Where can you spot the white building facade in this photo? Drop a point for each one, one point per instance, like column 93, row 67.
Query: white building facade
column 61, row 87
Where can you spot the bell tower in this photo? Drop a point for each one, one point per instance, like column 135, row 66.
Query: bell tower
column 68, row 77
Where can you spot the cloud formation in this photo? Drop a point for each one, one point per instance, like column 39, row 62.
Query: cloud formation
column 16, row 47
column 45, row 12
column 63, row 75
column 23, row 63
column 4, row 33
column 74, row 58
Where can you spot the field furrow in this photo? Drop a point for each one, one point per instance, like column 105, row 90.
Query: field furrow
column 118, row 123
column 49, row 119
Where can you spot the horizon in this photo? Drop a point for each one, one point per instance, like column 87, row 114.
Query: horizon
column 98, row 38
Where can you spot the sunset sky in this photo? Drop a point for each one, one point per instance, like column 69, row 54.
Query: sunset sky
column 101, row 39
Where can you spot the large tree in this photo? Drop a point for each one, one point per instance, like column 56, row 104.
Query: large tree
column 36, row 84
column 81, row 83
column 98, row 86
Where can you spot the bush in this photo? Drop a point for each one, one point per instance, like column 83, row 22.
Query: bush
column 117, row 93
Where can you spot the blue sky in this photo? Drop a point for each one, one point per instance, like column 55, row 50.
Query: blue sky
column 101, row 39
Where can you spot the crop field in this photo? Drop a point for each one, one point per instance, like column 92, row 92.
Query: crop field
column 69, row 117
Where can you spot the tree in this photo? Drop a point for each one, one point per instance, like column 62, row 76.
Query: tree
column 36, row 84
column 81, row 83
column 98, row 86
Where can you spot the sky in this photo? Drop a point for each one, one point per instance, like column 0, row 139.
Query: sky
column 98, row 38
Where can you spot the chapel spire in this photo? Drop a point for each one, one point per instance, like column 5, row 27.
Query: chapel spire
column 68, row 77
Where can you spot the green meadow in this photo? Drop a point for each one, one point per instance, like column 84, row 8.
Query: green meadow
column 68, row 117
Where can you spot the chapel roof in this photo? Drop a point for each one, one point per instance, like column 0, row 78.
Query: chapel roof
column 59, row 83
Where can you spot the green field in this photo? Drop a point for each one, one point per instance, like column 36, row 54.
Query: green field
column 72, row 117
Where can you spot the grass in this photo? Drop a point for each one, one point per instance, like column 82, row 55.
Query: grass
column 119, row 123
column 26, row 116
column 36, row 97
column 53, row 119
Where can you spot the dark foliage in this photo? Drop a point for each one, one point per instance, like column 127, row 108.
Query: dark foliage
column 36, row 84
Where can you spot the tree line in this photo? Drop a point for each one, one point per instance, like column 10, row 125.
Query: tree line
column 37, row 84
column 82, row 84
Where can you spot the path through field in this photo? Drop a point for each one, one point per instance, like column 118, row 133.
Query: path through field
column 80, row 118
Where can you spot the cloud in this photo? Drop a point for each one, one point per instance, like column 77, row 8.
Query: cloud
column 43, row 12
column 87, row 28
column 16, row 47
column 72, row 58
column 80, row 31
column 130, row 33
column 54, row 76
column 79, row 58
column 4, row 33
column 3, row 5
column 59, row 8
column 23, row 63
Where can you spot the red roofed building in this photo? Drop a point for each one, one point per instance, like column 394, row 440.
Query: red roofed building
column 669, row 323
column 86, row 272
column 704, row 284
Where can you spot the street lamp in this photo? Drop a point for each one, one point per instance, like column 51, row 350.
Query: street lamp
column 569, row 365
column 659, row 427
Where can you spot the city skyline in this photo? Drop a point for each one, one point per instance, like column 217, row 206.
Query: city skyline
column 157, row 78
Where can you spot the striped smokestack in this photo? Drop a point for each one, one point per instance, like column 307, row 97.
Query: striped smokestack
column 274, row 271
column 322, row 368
# # # #
◆ **WHAT IS NEEDED**
Rewrite all of the data above as a JSON array of strings, with one string for each line and any blank lines omitted.

◆ **CORRECT RESULT**
[
  "Where can you spot the white building facade in this photo? Drop a point for each one, one point per instance, like column 93, row 67.",
  "Query: white building facade",
  "column 61, row 87",
  "Where can you spot the bell tower in this photo? Drop a point for each one, one point per instance, like column 135, row 66.",
  "Query: bell tower",
  "column 68, row 77",
  "Where can you spot the cloud formation in this photo? Drop a point for each one, one point per instance, like column 39, row 62.",
  "Query: cloud formation",
  "column 16, row 47",
  "column 45, row 12",
  "column 63, row 75",
  "column 23, row 63",
  "column 4, row 33",
  "column 74, row 58",
  "Where can you spot the field furrow in this photo? Drop a point for each one, one point per instance, like column 105, row 90.",
  "Query: field furrow",
  "column 118, row 123",
  "column 49, row 119",
  "Where can you spot the horizon in this photo? Drop a point for each one, one point per instance, like column 87, row 114.",
  "Query: horizon",
  "column 98, row 38",
  "Where can you spot the sunset sky in this photo? Drop a point for each one, one point per instance, like column 69, row 54.",
  "Query: sunset sky",
  "column 101, row 39",
  "Where can you spot the large tree in this photo? Drop a point for each one, one point per instance, like column 56, row 104.",
  "Query: large tree",
  "column 36, row 84",
  "column 81, row 83",
  "column 98, row 86",
  "Where can you spot the bush in this photo? Drop a point for each one, one point per instance, like column 83, row 22.",
  "Query: bush",
  "column 117, row 93",
  "Where can you spot the blue sky in this photo? Drop a point for each one, one point per instance, like column 55, row 50.",
  "Query: blue sky",
  "column 101, row 39",
  "Where can you spot the crop field in this photo? Drop a point for each one, one point per instance, like column 92, row 92.",
  "Query: crop field",
  "column 69, row 117",
  "Where can you spot the tree in this photo? Drop a point for each one, one point per instance, like column 62, row 76.",
  "Query: tree",
  "column 36, row 84",
  "column 81, row 83",
  "column 98, row 86",
  "Where can you spot the sky in this photo? Drop a point for each one, one point per instance, like column 0, row 139.",
  "Query: sky",
  "column 98, row 38",
  "Where can you spot the chapel spire in this photo? Drop a point for each one, one point per instance, like column 5, row 27.",
  "Query: chapel spire",
  "column 68, row 77",
  "Where can you spot the green meadow in this photo? Drop a point for each one, one point per instance, like column 84, row 8.",
  "Query: green meadow",
  "column 68, row 117",
  "Where can you spot the chapel roof in this photo? Drop a point for each one, one point per instance, like column 0, row 78.",
  "Query: chapel roof",
  "column 59, row 83",
  "Where can you spot the green field in this photo? Drop a point for each one, one point per instance, like column 36, row 54.",
  "Query: green field",
  "column 72, row 117",
  "Where can you spot the grass in this photo? Drop a point for each one, one point per instance, like column 82, row 55.",
  "Query: grass",
  "column 119, row 123",
  "column 26, row 116",
  "column 36, row 97",
  "column 53, row 119",
  "Where can you spot the dark foliage in this photo? Drop a point for each one, one point per instance, like column 127, row 108.",
  "Query: dark foliage",
  "column 36, row 84",
  "Where can you spot the tree line in this photo? Drop a point for each one, one point per instance, like column 10, row 125.",
  "Query: tree line",
  "column 37, row 84",
  "column 82, row 84",
  "Where can you spot the path through field in this photo? Drop a point for each one, one point per instance, like column 118, row 133.",
  "Query: path through field",
  "column 80, row 118",
  "Where can you spot the cloud in this photo? Drop a point for each one, one point per instance, like column 77, row 8.",
  "Query: cloud",
  "column 43, row 12",
  "column 87, row 28",
  "column 16, row 47",
  "column 72, row 58",
  "column 80, row 31",
  "column 130, row 33",
  "column 54, row 76",
  "column 79, row 58",
  "column 4, row 33",
  "column 3, row 5",
  "column 59, row 8",
  "column 23, row 63",
  "Where can you spot the red roofed building in this photo? Drop a point for each one, one point per instance, like column 394, row 440.",
  "Query: red roofed building",
  "column 669, row 323",
  "column 86, row 272",
  "column 704, row 284",
  "Where can you spot the street lamp in this photo? Drop a point for each one, one point per instance, like column 51, row 350.",
  "Query: street lamp",
  "column 569, row 365",
  "column 659, row 427",
  "Where can you spot the city skyline in this photo? Drop a point for each one, one point per instance, like column 217, row 206.",
  "Query: city skyline",
  "column 157, row 78",
  "Where can you spot the striped smokestack in this photo? Drop a point for each one, one point per instance, like column 307, row 97.",
  "Query: striped smokestack",
  "column 274, row 271",
  "column 322, row 368"
]